After reading the entries below, copy word for word the lines from the first through the line containing "column 316, row 121", and stop there.

──────── MATERIAL TO PROCESS ────────

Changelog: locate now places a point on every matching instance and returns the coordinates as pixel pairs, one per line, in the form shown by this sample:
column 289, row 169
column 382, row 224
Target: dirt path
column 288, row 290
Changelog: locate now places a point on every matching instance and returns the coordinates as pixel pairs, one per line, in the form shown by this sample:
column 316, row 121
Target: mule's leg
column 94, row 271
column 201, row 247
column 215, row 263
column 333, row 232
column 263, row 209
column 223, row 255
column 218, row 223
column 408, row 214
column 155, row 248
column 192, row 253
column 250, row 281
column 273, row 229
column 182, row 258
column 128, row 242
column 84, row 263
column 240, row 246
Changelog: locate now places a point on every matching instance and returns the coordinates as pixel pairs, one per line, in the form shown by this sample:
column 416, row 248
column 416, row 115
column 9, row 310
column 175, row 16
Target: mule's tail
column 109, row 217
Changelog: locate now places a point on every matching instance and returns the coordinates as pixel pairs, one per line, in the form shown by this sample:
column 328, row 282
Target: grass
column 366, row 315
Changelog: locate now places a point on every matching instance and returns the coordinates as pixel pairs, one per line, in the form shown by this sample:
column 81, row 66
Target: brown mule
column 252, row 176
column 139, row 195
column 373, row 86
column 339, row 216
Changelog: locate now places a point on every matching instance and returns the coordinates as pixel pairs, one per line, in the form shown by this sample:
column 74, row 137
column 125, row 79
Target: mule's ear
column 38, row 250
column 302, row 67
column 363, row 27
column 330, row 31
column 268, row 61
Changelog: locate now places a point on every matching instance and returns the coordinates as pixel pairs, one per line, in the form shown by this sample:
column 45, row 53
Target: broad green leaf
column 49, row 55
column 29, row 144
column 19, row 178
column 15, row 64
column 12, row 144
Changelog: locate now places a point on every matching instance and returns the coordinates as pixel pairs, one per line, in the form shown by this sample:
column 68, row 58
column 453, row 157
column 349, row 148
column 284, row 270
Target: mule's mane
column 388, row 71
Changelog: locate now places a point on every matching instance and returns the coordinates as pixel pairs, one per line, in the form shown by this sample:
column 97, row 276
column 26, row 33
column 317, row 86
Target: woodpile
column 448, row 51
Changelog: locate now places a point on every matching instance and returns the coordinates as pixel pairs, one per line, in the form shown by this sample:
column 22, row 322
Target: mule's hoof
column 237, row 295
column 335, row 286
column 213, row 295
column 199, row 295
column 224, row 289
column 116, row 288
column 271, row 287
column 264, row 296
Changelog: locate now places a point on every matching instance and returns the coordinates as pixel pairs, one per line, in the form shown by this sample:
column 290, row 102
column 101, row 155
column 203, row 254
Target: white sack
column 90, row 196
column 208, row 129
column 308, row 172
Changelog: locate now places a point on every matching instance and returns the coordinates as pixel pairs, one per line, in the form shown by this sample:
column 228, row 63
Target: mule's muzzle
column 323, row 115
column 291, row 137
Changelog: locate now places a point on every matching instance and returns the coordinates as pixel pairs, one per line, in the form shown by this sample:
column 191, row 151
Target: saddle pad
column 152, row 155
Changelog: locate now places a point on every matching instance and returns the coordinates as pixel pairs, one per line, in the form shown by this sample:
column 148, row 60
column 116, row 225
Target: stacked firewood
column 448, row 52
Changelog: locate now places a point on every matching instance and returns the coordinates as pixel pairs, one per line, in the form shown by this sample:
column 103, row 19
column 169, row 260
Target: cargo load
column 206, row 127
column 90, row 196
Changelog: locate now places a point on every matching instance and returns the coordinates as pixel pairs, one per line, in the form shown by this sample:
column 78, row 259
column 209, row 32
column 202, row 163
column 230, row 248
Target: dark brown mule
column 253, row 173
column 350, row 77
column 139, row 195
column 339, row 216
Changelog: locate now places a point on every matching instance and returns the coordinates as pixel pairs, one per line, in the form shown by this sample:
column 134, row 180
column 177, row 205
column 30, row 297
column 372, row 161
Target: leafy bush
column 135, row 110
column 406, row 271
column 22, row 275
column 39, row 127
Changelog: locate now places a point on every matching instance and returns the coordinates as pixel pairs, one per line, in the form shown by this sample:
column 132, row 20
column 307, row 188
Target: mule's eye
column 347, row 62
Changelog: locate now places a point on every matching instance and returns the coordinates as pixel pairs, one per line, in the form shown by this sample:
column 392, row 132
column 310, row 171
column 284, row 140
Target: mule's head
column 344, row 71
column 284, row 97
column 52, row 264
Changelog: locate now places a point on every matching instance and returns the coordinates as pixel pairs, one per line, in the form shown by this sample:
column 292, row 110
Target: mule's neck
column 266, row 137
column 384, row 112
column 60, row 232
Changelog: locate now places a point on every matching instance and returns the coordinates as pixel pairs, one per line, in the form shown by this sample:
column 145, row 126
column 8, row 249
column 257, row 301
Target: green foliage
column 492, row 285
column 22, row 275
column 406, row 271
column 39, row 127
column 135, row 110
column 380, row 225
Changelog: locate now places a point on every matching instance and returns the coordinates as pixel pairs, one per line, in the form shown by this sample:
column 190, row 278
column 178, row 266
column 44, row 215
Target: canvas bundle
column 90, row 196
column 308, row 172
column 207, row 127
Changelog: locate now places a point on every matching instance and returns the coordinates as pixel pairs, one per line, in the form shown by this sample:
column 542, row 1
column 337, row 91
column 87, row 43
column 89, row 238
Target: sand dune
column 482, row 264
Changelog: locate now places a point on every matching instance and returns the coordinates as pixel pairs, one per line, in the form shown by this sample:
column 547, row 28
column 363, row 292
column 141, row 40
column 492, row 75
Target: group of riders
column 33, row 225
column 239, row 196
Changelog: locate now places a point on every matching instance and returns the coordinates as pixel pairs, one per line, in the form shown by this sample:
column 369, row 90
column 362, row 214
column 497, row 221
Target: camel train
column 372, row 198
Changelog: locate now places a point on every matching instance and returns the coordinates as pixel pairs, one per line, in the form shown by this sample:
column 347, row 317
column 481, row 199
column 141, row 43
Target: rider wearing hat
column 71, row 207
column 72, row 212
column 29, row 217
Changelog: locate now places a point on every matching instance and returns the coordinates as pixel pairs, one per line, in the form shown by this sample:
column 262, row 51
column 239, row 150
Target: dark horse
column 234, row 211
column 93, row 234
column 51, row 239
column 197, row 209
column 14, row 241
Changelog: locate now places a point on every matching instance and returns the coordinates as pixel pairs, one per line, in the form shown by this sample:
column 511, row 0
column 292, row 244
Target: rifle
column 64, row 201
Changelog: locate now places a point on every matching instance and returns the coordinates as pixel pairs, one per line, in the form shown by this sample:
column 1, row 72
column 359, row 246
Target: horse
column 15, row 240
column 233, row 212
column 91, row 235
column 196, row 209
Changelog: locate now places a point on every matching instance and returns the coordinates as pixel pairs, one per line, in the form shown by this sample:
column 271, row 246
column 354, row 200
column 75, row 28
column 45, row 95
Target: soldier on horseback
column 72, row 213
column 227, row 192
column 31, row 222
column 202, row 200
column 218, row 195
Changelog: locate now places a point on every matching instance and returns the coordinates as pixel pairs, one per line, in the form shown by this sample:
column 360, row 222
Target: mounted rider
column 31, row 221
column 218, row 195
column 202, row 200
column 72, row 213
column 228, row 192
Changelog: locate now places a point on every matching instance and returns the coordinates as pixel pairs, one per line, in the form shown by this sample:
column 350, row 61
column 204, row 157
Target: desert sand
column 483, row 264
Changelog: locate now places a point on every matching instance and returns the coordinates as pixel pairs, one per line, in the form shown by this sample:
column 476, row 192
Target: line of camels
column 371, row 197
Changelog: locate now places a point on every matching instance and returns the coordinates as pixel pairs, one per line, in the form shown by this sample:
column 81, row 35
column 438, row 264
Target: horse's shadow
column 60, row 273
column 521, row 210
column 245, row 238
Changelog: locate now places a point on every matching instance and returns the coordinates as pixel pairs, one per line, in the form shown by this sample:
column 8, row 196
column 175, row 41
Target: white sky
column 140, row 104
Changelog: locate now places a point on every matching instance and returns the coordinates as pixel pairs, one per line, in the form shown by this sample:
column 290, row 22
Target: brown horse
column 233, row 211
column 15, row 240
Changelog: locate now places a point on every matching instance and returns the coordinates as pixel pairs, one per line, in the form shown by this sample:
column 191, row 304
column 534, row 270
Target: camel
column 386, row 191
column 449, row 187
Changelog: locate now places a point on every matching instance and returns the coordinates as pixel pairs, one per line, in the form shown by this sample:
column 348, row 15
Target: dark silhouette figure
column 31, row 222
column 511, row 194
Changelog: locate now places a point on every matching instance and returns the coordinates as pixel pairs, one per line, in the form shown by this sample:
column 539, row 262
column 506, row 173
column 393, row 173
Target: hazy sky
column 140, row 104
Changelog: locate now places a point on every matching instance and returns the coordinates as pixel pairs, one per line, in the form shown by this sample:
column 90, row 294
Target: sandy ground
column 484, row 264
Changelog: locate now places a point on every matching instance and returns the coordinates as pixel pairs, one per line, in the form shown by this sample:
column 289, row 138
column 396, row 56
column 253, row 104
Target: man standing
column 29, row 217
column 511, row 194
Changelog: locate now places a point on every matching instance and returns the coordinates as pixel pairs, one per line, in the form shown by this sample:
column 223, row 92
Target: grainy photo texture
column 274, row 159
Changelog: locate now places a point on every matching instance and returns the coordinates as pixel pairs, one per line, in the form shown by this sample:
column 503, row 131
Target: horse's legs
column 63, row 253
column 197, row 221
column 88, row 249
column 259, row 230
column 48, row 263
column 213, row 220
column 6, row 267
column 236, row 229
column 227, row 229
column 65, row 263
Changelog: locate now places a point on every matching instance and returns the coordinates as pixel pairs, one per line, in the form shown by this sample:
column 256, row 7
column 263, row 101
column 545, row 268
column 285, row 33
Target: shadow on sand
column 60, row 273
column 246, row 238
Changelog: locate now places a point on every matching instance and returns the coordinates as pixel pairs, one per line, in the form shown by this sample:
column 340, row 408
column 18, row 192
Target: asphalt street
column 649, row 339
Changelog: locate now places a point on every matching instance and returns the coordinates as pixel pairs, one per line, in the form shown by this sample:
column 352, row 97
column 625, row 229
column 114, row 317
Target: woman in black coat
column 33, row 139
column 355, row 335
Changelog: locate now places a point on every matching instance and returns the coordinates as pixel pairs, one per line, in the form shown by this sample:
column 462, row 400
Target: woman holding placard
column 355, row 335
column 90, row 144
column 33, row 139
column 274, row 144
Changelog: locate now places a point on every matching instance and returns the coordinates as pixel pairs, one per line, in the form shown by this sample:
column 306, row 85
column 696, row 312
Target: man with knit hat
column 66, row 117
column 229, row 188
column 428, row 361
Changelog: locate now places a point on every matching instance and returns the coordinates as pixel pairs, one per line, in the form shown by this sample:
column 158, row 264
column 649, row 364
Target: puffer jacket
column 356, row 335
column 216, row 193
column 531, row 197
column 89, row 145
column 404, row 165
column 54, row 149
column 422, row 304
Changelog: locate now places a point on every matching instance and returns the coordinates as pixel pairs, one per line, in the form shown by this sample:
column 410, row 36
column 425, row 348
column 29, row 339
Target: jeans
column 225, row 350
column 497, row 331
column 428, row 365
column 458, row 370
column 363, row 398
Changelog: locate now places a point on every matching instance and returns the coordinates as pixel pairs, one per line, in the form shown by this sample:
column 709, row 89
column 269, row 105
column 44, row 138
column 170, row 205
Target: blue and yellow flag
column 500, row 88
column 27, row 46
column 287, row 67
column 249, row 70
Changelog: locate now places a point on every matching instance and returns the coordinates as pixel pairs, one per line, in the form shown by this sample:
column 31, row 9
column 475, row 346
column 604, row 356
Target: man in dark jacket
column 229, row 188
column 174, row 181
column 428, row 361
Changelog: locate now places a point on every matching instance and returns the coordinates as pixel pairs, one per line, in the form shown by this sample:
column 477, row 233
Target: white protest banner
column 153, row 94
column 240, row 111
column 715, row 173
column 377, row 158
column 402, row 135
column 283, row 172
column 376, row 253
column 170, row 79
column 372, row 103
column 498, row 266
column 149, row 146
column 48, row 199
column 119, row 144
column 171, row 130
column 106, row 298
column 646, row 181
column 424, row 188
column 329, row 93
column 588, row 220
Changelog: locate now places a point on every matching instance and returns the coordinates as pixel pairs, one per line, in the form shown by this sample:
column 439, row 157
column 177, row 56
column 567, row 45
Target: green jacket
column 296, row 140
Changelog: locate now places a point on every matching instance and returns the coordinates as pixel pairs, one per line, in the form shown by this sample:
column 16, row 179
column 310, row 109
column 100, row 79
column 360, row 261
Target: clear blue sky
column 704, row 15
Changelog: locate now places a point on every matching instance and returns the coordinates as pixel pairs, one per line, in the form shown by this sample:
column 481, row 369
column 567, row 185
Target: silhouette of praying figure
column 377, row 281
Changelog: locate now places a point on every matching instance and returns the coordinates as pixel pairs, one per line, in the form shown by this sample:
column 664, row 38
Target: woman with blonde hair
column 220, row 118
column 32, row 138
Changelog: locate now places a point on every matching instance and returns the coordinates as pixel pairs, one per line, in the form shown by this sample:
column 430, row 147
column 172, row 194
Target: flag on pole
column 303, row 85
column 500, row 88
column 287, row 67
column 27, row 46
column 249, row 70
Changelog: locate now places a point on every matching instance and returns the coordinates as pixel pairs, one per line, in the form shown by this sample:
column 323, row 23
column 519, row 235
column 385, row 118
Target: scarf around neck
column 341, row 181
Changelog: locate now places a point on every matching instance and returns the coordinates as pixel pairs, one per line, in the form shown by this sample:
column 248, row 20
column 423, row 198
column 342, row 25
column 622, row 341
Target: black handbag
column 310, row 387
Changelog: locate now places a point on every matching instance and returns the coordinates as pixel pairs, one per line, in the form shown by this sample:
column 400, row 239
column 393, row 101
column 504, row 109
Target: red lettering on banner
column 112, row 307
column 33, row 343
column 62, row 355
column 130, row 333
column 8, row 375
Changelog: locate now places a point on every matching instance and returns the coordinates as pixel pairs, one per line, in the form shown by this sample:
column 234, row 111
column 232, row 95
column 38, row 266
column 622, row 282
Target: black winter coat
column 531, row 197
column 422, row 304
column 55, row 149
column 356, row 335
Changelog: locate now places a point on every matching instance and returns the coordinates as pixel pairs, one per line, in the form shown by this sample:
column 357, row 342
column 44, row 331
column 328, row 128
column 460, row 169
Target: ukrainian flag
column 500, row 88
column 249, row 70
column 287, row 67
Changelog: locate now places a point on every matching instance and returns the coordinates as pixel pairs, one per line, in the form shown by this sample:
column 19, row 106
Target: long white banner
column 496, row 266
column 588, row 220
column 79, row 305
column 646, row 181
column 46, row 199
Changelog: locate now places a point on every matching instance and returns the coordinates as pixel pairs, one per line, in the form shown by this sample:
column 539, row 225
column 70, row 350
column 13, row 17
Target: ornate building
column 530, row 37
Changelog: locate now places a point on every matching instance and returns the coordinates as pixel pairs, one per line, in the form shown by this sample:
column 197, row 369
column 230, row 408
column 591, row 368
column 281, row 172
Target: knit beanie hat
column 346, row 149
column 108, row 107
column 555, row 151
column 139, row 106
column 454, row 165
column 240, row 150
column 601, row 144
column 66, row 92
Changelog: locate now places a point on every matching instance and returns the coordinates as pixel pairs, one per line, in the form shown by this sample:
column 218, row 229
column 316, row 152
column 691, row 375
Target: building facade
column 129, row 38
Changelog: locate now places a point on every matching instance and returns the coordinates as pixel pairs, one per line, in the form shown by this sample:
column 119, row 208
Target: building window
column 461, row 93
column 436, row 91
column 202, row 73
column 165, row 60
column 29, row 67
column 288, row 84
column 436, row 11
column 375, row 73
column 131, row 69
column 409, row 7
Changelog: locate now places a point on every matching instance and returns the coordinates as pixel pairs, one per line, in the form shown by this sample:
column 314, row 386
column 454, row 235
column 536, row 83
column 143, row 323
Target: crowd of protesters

────────

▸ **EXERCISE SOLUTION**
Changelog: locate now places a point on every matching instance and returns the coordinates as pixel pairs, one per line, in the form shown by this sample:
column 289, row 169
column 382, row 224
Target: dirt path
column 288, row 290
Changelog: locate now places a point on every matching instance and returns the coordinates as pixel pairs, one per line, in the form shown by this sample:
column 316, row 121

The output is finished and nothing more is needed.